Page:
In 2005 two students at MIT had a randomly-generated paper accepted at a conference. Their paper-generating tool, SCIgen, has a Wikipedia entry with links to the program. In 1984 an Internet Personality named Mark V Shaney participated in the then chat-room-of-the time using randomly generated text as described in this Wikipedia entry.

In December 2008 Herbert Schlangemann had an auto-generated paper accepted and published in an IEEE "conference" (quotes used judiciously).

Overview of Assignment

You'll do two things for this assignment.

Improve the performance of code that generates random text based on predicting characters. For this you'll use a Map to store information rather than (re)computing the information.
Write a new random-text generation program based on words rather than characters.
You'll be provided with code that uses a brute-force approach to generate random text using an order-k Markov model based on characters. You'll first improve the code to make it more efficient, then you'll write a new model based on words rather than on characters.

The term brute-force refers to the characteristic that the entire text that forms the basis of the Markov Model is rescanned to generate each letter of the random text.

For the first part of the assignment you'll use a map data structure so that the text is scanned only once. When you scan once, your code will store information so that generating random text requires looking up information rather than rescanning the text.

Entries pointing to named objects
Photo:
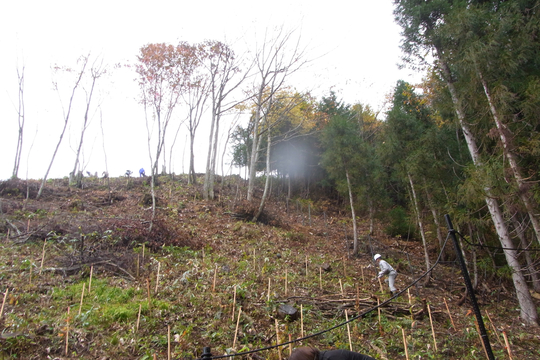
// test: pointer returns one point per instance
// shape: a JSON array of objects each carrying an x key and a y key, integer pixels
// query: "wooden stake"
[
  {"x": 168, "y": 342},
  {"x": 320, "y": 278},
  {"x": 301, "y": 321},
  {"x": 449, "y": 314},
  {"x": 138, "y": 318},
  {"x": 507, "y": 345},
  {"x": 234, "y": 303},
  {"x": 157, "y": 278},
  {"x": 42, "y": 256},
  {"x": 348, "y": 329},
  {"x": 432, "y": 329},
  {"x": 480, "y": 337},
  {"x": 215, "y": 276},
  {"x": 67, "y": 332},
  {"x": 237, "y": 324},
  {"x": 277, "y": 339},
  {"x": 3, "y": 303},
  {"x": 290, "y": 344},
  {"x": 494, "y": 329},
  {"x": 405, "y": 344},
  {"x": 90, "y": 282},
  {"x": 82, "y": 297},
  {"x": 148, "y": 291}
]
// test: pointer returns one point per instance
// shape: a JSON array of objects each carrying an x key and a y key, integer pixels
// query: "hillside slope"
[{"x": 133, "y": 293}]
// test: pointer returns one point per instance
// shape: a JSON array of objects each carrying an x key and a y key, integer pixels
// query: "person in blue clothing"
[
  {"x": 309, "y": 353},
  {"x": 386, "y": 269}
]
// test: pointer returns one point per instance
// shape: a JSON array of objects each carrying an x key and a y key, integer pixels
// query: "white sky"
[{"x": 355, "y": 46}]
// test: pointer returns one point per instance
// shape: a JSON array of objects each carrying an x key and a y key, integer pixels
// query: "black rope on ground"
[
  {"x": 365, "y": 312},
  {"x": 493, "y": 247}
]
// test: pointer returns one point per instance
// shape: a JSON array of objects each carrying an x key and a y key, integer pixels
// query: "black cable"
[{"x": 365, "y": 312}]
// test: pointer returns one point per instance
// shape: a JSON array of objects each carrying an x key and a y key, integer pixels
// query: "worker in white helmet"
[{"x": 386, "y": 269}]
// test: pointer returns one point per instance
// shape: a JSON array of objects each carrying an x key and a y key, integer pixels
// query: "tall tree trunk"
[
  {"x": 267, "y": 182},
  {"x": 520, "y": 230},
  {"x": 214, "y": 161},
  {"x": 353, "y": 214},
  {"x": 66, "y": 120},
  {"x": 254, "y": 152},
  {"x": 523, "y": 192},
  {"x": 206, "y": 185},
  {"x": 83, "y": 131},
  {"x": 435, "y": 216},
  {"x": 527, "y": 307},
  {"x": 192, "y": 178},
  {"x": 420, "y": 225},
  {"x": 20, "y": 116}
]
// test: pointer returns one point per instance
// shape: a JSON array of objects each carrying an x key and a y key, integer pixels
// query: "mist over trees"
[{"x": 464, "y": 142}]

What you will do:
**1)** List every year mentioned in the page, in the order they appear.
**2)** Report each line of the records that contains the string "white", treating uppercase and lowercase as different.

Results of the tasks:
**1)**
2005
1984
2008

**2)**
// query: "white sky"
// query: "worker in white helmet"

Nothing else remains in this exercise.